GOAL OF THE EXERCISE -
Set down word for word the part of the passage on drought-index prediction below from "3.1 Input selection" up to and including "input variables combination.".

3 Results and discussion

In this paper, data of three climate stations are named 1, 2, and 3. The Upper Godavari River basin in India was chosen to develop the SPI index at various scales such as 3, 6, and 12 months. In the study areas, most of the villages have faced problems related to metrological drought conditions and climate parameter changes. Prediction of the SPI drought index data is considered essential for forecasting the metrological drought condition in the study area. Therefore, four machine-learning models including additive regression, random subspace, M5P, and bagging models were adopted for the prediction of the standardized precipitation index for 3 months (SPI-3), 6 months (SPI-6), and 12 months (SPI-12).

3.1 Input selection using the best subset model

For almost every machine-learning model, the input variable selection is essential to obtaining the optimum regression model. There are different techniques and approaches that could be used for input variables selection. One of the commonly used methods is the model-free (filter) based method based on a statistical analysis of model performance. Therefore, several combinations of input variables based on past SPI values (t-1, t-2, t-3,…t-15) were used to predict the SPI. Several statistical indices, which include MSE, R2, adjusted (R2), Mallows’ (Cp), Akaike’s (AIC), Schwarz’s (SBC), and Amemiya’s (PC), were calculated in order to obtain the best input variables combination.

Object pointing dataset rows -

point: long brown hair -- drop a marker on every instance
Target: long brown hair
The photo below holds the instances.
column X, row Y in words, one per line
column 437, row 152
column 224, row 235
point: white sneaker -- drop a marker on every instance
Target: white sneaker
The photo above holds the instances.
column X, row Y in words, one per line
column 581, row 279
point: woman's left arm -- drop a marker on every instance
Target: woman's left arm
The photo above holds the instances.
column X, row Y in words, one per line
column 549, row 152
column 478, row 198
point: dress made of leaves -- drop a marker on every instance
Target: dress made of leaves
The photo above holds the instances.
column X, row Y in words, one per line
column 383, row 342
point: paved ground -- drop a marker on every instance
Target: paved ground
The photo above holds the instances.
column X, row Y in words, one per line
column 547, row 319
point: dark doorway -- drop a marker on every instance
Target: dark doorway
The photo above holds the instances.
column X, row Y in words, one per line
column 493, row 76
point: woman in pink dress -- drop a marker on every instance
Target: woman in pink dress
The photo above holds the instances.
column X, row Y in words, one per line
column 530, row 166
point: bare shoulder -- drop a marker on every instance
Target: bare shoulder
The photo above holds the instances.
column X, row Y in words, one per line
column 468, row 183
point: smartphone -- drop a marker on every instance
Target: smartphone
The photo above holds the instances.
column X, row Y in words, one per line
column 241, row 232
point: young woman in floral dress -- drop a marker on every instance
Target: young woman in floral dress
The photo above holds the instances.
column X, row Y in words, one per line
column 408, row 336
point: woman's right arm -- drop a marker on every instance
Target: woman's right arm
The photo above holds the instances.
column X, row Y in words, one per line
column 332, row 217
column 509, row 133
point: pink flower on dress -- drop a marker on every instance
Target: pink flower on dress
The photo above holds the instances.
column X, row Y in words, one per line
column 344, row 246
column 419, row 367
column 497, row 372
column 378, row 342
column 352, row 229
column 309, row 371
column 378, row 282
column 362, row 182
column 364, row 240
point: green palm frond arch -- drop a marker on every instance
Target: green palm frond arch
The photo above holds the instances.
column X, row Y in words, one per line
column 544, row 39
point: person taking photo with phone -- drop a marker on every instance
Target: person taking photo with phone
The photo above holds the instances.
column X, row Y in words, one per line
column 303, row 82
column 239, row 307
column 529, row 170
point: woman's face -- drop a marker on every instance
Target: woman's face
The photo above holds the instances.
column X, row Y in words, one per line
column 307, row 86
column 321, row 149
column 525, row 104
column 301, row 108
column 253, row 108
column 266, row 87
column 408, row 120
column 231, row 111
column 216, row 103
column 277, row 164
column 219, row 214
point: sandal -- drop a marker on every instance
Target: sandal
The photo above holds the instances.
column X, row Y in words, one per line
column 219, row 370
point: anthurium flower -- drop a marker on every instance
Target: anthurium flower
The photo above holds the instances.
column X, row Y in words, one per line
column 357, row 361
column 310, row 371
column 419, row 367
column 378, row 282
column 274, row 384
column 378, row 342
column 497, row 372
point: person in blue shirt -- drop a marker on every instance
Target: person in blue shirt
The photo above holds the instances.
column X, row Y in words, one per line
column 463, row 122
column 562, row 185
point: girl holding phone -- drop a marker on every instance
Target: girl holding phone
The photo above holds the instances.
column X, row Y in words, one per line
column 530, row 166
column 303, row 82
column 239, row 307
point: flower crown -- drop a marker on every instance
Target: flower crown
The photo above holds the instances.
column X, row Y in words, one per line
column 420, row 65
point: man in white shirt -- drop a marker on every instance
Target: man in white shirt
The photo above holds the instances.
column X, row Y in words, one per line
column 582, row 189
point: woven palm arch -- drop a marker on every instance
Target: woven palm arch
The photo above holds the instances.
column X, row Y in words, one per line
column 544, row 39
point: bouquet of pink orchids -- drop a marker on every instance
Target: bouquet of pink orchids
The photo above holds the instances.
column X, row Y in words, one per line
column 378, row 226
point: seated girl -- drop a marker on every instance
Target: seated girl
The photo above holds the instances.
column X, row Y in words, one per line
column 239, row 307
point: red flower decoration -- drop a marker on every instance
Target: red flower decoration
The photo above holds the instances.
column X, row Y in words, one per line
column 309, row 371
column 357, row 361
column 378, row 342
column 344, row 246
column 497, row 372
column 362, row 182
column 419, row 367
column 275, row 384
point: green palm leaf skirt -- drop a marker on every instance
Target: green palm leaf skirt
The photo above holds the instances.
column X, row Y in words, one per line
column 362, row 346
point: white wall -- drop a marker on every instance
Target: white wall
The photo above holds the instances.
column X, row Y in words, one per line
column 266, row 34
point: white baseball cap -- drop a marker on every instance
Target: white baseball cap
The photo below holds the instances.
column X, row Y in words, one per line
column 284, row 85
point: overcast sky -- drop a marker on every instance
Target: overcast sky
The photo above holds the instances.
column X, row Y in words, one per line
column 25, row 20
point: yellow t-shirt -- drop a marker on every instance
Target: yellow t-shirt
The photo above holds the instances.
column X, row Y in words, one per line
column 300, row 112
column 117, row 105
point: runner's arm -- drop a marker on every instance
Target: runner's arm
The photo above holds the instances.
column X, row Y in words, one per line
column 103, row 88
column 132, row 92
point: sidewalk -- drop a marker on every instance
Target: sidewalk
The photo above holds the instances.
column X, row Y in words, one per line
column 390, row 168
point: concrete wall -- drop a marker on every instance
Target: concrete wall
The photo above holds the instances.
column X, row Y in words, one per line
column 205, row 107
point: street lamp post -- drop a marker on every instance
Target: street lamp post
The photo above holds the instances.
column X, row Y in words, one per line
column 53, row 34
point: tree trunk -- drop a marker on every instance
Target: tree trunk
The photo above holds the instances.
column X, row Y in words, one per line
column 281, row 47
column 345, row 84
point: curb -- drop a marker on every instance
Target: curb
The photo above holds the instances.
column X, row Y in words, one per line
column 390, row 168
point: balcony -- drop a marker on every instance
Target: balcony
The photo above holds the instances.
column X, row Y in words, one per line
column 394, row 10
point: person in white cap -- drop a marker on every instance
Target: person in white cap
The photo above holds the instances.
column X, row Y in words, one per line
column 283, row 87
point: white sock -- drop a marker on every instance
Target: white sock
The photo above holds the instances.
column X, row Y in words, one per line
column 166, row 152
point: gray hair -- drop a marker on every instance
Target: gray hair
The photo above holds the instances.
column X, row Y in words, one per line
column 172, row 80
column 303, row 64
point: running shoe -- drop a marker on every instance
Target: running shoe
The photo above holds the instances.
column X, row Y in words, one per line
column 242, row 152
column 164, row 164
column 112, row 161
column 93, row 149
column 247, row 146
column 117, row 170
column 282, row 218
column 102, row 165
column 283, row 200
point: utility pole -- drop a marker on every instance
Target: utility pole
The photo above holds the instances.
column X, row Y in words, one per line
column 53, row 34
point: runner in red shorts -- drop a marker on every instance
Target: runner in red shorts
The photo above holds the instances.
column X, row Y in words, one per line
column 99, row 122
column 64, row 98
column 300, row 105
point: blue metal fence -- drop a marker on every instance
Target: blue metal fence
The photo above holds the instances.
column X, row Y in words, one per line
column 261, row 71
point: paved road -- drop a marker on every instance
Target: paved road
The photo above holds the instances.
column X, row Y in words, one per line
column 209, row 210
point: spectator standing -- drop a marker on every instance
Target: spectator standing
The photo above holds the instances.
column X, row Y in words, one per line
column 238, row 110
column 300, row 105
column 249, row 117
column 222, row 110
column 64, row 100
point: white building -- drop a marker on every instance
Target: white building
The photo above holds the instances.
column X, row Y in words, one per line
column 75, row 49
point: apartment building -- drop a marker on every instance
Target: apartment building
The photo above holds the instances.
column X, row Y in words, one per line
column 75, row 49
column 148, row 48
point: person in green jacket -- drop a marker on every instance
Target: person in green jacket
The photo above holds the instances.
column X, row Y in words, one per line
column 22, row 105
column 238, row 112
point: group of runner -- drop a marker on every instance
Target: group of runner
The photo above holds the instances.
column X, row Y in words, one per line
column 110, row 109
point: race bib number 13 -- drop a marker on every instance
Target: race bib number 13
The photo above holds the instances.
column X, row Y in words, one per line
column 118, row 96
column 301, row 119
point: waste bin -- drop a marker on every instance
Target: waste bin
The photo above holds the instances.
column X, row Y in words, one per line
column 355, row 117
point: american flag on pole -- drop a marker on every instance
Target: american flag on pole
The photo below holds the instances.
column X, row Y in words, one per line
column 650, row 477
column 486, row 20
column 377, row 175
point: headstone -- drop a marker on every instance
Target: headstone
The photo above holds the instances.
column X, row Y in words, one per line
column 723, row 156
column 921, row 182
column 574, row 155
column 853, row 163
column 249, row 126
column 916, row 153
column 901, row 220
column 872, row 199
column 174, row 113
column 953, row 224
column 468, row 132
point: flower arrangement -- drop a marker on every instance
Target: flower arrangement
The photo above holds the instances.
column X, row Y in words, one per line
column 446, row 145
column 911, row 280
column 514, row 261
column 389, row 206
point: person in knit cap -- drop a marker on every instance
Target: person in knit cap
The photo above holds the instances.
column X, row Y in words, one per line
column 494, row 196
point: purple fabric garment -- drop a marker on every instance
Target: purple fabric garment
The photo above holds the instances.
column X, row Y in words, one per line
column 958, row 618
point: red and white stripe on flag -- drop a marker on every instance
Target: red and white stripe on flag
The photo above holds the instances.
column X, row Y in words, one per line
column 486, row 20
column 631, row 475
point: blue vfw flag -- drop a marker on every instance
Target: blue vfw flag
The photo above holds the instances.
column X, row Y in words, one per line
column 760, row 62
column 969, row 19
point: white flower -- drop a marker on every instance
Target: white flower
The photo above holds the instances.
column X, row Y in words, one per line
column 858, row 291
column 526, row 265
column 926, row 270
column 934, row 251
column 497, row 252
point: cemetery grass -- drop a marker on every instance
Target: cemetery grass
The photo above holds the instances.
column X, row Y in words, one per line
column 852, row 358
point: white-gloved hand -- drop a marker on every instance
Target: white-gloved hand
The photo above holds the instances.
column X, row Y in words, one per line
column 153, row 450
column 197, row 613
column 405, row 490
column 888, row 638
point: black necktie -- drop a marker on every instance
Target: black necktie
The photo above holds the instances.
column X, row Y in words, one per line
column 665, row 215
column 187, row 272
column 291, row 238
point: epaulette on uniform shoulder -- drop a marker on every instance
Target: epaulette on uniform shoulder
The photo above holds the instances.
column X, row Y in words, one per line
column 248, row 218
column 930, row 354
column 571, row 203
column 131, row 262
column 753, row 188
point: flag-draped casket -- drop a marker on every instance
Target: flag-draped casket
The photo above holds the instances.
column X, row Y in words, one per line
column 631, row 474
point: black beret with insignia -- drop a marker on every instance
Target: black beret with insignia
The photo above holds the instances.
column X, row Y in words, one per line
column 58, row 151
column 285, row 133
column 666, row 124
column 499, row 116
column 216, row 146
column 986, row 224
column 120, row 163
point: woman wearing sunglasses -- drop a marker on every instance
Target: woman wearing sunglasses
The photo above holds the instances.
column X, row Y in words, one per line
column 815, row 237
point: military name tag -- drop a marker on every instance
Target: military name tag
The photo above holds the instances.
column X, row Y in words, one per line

OUTPUT BELOW -
3.1 Input selection using the best subset model

For almost every machine-learning model, the input variable selection is essential to obtaining the optimum regression model. There are different techniques and approaches that could be used for input variables selection. One of the commonly used methods is the model-free (filter) based method based on a statistical analysis of model performance. Therefore, several combinations of input variables based on past SPI values (t-1, t-2, t-3,…t-15) were used to predict the SPI. Several statistical indices, which include MSE, R2, adjusted (R2), Mallows’ (Cp), Akaike’s (AIC), Schwarz’s (SBC), and Amemiya’s (PC), were calculated in order to obtain the best input variables combination.